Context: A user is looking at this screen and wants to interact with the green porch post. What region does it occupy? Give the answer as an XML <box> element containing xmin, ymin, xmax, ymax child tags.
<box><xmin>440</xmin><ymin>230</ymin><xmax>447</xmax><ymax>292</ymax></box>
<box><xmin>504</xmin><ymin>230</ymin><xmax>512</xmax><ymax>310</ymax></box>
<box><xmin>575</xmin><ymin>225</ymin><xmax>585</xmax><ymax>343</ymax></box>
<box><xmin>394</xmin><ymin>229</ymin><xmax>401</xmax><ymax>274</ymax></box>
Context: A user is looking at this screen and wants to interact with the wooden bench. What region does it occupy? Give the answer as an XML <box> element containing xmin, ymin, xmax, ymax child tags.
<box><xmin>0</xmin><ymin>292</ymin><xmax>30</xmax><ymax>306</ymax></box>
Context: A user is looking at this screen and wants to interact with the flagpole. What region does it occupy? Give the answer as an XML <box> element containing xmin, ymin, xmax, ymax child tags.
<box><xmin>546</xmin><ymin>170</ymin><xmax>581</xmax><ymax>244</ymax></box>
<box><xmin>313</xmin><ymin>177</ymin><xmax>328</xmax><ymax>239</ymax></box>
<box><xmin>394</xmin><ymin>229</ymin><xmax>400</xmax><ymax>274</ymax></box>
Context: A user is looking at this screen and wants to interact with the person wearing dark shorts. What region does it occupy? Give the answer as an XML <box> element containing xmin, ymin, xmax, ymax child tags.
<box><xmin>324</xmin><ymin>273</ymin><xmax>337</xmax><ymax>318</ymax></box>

....

**Problem description:** Copy exactly. The range runs from the line containing "with the wooden" through the last line of the data.

**Answer to this problem:**
Context: A user is looking at this screen and wants to interact with the wooden bench. What region does it occupy? Give the answer as an XML <box> element containing xmin, ymin, xmax, ymax child tags.
<box><xmin>0</xmin><ymin>292</ymin><xmax>30</xmax><ymax>306</ymax></box>
Context: A user is looking at this screen and wants to interact with the flagpole. What region does it occupy? Give the answer as an XML <box> element containing xmin, ymin, xmax, ymax child tags.
<box><xmin>546</xmin><ymin>170</ymin><xmax>581</xmax><ymax>244</ymax></box>
<box><xmin>313</xmin><ymin>177</ymin><xmax>328</xmax><ymax>239</ymax></box>
<box><xmin>394</xmin><ymin>229</ymin><xmax>400</xmax><ymax>274</ymax></box>
Context: A user is looking at this screen and wants to interact with the person wearing dark shorts. What region does it occupy? Give the answer as an XML <box> element containing xmin, ymin, xmax, ymax child tags.
<box><xmin>324</xmin><ymin>273</ymin><xmax>337</xmax><ymax>318</ymax></box>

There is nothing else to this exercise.